Everything from the line containing "TARGET = plain white background" down to the last line of the entries below must be transcribed exactly, and nothing else.

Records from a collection
┌──

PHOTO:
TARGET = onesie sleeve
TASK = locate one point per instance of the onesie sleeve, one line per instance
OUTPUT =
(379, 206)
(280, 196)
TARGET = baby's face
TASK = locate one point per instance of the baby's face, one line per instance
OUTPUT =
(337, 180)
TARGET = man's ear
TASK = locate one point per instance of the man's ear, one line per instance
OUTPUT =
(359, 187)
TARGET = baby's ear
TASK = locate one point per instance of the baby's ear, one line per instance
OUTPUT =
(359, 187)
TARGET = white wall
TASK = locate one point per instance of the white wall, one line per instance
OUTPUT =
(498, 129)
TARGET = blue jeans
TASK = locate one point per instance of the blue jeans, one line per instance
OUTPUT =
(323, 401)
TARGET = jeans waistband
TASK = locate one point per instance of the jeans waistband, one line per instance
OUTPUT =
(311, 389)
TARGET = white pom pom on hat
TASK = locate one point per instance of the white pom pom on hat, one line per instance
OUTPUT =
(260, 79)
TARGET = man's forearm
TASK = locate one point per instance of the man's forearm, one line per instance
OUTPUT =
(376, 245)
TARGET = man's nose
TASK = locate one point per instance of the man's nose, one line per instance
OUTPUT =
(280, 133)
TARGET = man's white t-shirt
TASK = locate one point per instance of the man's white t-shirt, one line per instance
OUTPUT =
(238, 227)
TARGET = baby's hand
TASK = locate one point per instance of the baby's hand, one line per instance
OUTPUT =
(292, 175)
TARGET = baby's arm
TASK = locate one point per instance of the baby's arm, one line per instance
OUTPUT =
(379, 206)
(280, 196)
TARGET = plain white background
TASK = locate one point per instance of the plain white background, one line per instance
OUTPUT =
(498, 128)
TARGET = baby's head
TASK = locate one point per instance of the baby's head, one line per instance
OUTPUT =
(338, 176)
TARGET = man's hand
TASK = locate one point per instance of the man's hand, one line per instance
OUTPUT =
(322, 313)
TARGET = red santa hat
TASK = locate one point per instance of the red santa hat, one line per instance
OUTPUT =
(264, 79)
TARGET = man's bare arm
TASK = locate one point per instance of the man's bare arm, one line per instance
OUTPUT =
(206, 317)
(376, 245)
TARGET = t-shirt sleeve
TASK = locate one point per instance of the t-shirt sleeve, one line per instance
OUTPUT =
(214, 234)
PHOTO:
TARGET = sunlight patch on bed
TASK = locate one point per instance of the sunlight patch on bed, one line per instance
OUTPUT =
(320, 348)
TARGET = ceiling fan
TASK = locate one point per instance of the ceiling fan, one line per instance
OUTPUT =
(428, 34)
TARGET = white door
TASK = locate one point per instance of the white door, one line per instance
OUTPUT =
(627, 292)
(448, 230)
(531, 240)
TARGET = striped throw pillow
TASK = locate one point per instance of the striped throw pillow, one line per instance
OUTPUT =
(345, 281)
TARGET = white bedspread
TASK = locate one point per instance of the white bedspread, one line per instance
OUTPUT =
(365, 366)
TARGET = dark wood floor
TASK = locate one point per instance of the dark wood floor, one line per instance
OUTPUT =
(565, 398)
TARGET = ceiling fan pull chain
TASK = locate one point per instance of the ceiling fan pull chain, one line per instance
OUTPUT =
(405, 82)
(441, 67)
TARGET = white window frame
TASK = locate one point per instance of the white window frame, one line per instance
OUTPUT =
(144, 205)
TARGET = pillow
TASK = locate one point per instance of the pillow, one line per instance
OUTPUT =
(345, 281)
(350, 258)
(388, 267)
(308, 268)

└──

__SOLUTION__:
TARGET = plain white background
TASK = locate one point per instance of the plain white background, one line per instance
OUTPUT =
(498, 128)
TARGET = baby's head
TASK = locate one point per instance of the baby's head, one line per instance
OUTPUT =
(338, 176)
TARGET = man's hand
TASK = locate one point per instance of the man's hand, one line per instance
OUTPUT =
(322, 313)
TARGET = red santa hat
TASK = locate one point per instance of the red santa hat, one line per instance
OUTPUT =
(264, 79)
TARGET = man's bare arm
TASK = locate one point per instance of the man's bare arm, one line per instance
OUTPUT =
(206, 317)
(376, 245)
TARGET = t-shirt sleeve
TASK = locate one point per instance of the t-shirt sleeve, one line per instance
OUTPUT =
(214, 234)
PHOTO:
TARGET = sunlight patch on bed
TASK = locate one point per instance of the sunlight patch on bed, one line per instance
OUTPUT =
(320, 348)
TARGET = ceiling fan
TASK = locate one point per instance of the ceiling fan, one line per instance
OUTPUT =
(428, 34)
TARGET = white door
TASK = locate one point per instance of the white door, one line per instance
OUTPUT =
(627, 292)
(448, 230)
(531, 240)
TARGET = striped throw pillow
TASK = locate one point per instance of the striped throw pillow, one line per instance
OUTPUT =
(345, 281)
TARGET = white bedspread
TASK = locate one point per instance of the white bedspread, one line per instance
OUTPUT =
(365, 366)
TARGET = dark wood floor
TASK = locate one point per instance of the dark wood floor, one line per instance
OUTPUT =
(565, 398)
TARGET = ceiling fan pull chain
TASK = locate one point per instance of the ceiling fan pull chain, one line per instance
OUTPUT =
(405, 82)
(441, 67)
TARGET = white window frame
TASK = locate one point per instance of the white window frame, one line per instance
OUTPUT =
(144, 205)
TARGET = pillow
TASK = locate one point per instance of the pillow, one line per instance
OUTPUT =
(345, 281)
(350, 258)
(388, 267)
(308, 268)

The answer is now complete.